# Data to process
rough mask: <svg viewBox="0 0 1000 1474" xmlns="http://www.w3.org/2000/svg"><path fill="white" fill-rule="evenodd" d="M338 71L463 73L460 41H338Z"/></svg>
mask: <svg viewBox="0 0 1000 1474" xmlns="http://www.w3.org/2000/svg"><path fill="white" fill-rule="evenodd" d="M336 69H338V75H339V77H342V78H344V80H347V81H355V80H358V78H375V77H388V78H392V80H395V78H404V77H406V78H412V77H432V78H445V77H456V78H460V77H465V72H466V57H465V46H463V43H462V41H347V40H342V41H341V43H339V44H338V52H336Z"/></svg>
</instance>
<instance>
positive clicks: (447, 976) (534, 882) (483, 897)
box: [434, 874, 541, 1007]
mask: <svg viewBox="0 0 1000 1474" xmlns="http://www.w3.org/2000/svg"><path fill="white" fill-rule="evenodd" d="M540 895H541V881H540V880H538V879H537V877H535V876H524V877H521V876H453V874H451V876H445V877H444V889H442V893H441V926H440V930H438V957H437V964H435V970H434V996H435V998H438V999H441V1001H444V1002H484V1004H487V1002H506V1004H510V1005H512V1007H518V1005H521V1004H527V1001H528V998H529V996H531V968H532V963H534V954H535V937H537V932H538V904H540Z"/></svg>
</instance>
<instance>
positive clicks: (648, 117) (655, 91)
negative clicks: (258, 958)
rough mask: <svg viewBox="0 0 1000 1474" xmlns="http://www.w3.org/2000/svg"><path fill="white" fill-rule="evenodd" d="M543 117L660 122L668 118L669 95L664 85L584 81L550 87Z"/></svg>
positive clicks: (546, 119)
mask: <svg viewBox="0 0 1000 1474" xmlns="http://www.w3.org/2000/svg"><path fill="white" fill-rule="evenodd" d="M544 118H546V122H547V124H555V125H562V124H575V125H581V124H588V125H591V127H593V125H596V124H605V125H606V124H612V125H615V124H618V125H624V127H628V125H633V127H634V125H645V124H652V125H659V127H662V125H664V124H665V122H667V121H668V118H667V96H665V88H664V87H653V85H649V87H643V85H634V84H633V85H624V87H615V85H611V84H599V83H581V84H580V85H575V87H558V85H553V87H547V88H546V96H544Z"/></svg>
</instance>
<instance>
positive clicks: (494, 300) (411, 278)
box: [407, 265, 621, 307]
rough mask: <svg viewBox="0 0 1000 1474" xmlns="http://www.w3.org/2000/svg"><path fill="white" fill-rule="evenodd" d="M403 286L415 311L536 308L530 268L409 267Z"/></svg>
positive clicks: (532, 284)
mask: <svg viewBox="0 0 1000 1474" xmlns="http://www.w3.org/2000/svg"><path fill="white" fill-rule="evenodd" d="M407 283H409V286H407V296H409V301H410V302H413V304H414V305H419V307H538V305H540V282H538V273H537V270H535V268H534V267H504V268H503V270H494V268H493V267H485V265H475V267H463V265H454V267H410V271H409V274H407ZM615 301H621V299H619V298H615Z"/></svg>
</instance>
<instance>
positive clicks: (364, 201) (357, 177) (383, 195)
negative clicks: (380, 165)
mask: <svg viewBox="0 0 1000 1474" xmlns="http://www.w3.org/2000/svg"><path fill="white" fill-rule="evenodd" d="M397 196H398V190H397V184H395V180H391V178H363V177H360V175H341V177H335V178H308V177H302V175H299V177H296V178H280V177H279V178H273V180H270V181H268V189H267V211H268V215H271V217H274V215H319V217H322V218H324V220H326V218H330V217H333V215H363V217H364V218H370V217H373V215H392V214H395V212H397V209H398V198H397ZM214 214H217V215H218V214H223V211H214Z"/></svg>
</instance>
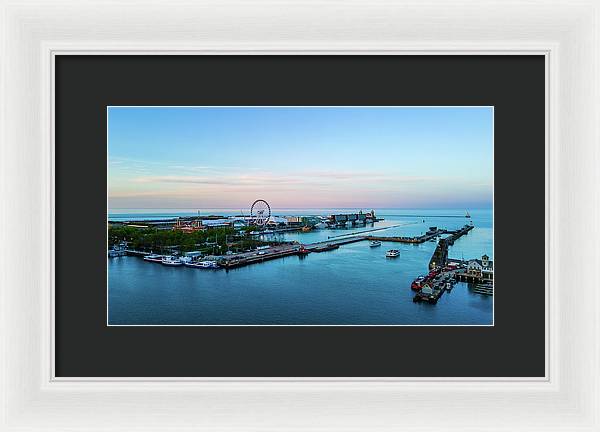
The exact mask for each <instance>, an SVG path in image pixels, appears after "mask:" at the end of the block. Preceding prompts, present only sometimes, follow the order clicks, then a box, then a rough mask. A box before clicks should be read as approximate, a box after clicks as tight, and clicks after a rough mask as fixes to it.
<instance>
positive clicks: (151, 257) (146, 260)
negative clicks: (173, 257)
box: [144, 254, 162, 262]
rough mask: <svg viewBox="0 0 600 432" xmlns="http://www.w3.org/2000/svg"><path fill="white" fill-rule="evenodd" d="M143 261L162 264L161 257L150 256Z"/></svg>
mask: <svg viewBox="0 0 600 432" xmlns="http://www.w3.org/2000/svg"><path fill="white" fill-rule="evenodd" d="M144 261H149V262H162V255H157V254H150V255H146V256H145V257H144Z"/></svg>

# What to produce
Apart from the images, every line above needs to be printed again exactly.

# Answer space
rough mask: <svg viewBox="0 0 1000 1474" xmlns="http://www.w3.org/2000/svg"><path fill="white" fill-rule="evenodd" d="M338 71L463 73L460 41H338Z"/></svg>
mask: <svg viewBox="0 0 1000 1474" xmlns="http://www.w3.org/2000/svg"><path fill="white" fill-rule="evenodd" d="M336 69H338V75H339V77H342V78H344V80H347V81H355V80H358V78H375V77H388V78H392V80H395V78H404V77H406V78H412V77H432V78H445V77H456V78H460V77H465V72H466V57H465V46H463V43H462V41H347V40H342V41H341V43H339V44H338V52H336Z"/></svg>
</instance>
<instance>
positive clicks: (447, 976) (534, 882) (483, 897)
box: [434, 874, 541, 1007]
mask: <svg viewBox="0 0 1000 1474" xmlns="http://www.w3.org/2000/svg"><path fill="white" fill-rule="evenodd" d="M540 895H541V881H540V880H538V879H537V877H535V876H524V877H521V876H453V874H451V876H445V877H444V889H442V893H441V926H440V930H438V957H437V964H435V970H434V996H435V998H438V999H441V1001H444V1002H484V1004H487V1002H506V1004H510V1005H512V1007H518V1005H521V1004H527V1001H528V998H529V996H531V968H532V963H534V954H535V937H537V932H538V904H540Z"/></svg>
</instance>
<instance>
positive clicks: (648, 117) (655, 91)
negative clicks: (258, 958)
rough mask: <svg viewBox="0 0 1000 1474" xmlns="http://www.w3.org/2000/svg"><path fill="white" fill-rule="evenodd" d="M543 117L660 122L668 118L669 95L664 85L584 81L550 87Z"/></svg>
positive clicks: (546, 119)
mask: <svg viewBox="0 0 1000 1474" xmlns="http://www.w3.org/2000/svg"><path fill="white" fill-rule="evenodd" d="M544 118H546V122H547V124H555V125H562V124H575V125H581V124H588V125H591V127H593V125H596V124H605V125H606V124H612V125H615V124H618V125H624V127H628V125H633V127H634V125H645V124H652V125H659V127H662V125H664V124H665V122H667V121H668V118H667V96H665V88H664V87H653V85H649V87H643V85H634V84H633V85H624V87H615V85H611V84H599V83H581V84H580V85H575V87H558V85H553V87H547V88H546V96H544Z"/></svg>
</instance>
<instance>
positive clicks: (494, 300) (411, 278)
box: [407, 265, 621, 307]
rough mask: <svg viewBox="0 0 1000 1474" xmlns="http://www.w3.org/2000/svg"><path fill="white" fill-rule="evenodd" d="M403 286L415 311L536 308L530 268L409 267Z"/></svg>
positive clicks: (532, 284)
mask: <svg viewBox="0 0 1000 1474" xmlns="http://www.w3.org/2000/svg"><path fill="white" fill-rule="evenodd" d="M407 283H409V286H407V296H409V301H410V302H413V304H414V305H419V307H538V305H540V282H538V273H537V270H535V268H534V267H504V268H503V270H494V268H493V267H485V265H475V267H463V265H454V267H410V271H409V274H407ZM615 301H621V299H619V298H615Z"/></svg>
</instance>
<instance>
positive clicks: (364, 201) (357, 177) (383, 195)
negative clicks: (380, 165)
mask: <svg viewBox="0 0 1000 1474" xmlns="http://www.w3.org/2000/svg"><path fill="white" fill-rule="evenodd" d="M397 196H398V190H397V184H395V180H391V178H363V177H360V175H341V177H335V178H308V177H302V175H299V177H296V178H280V177H279V178H273V180H270V181H268V189H267V211H268V215H271V217H274V215H319V217H322V218H324V220H326V218H330V217H333V215H363V217H364V218H370V217H373V215H392V214H395V212H397V209H398V198H397ZM214 214H217V215H218V214H223V211H214Z"/></svg>
</instance>
The exact mask for each <instance>, an SVG path in image pixels, appears after "mask:" at the end of the block. Preceding prompts, present only sometimes, follow the order clicks, then a box, then a rough mask. A box before clicks should be read as approximate, a box after clicks as tight, and clicks after a rough mask as fixes to it.
<instance>
positive clicks: (151, 257) (146, 260)
negative clicks: (173, 257)
box: [144, 254, 162, 262]
rough mask: <svg viewBox="0 0 600 432" xmlns="http://www.w3.org/2000/svg"><path fill="white" fill-rule="evenodd" d="M143 261L162 264L161 257L150 256Z"/></svg>
mask: <svg viewBox="0 0 600 432" xmlns="http://www.w3.org/2000/svg"><path fill="white" fill-rule="evenodd" d="M144 261H149V262H162V255H157V254H150V255H146V256H145V257H144Z"/></svg>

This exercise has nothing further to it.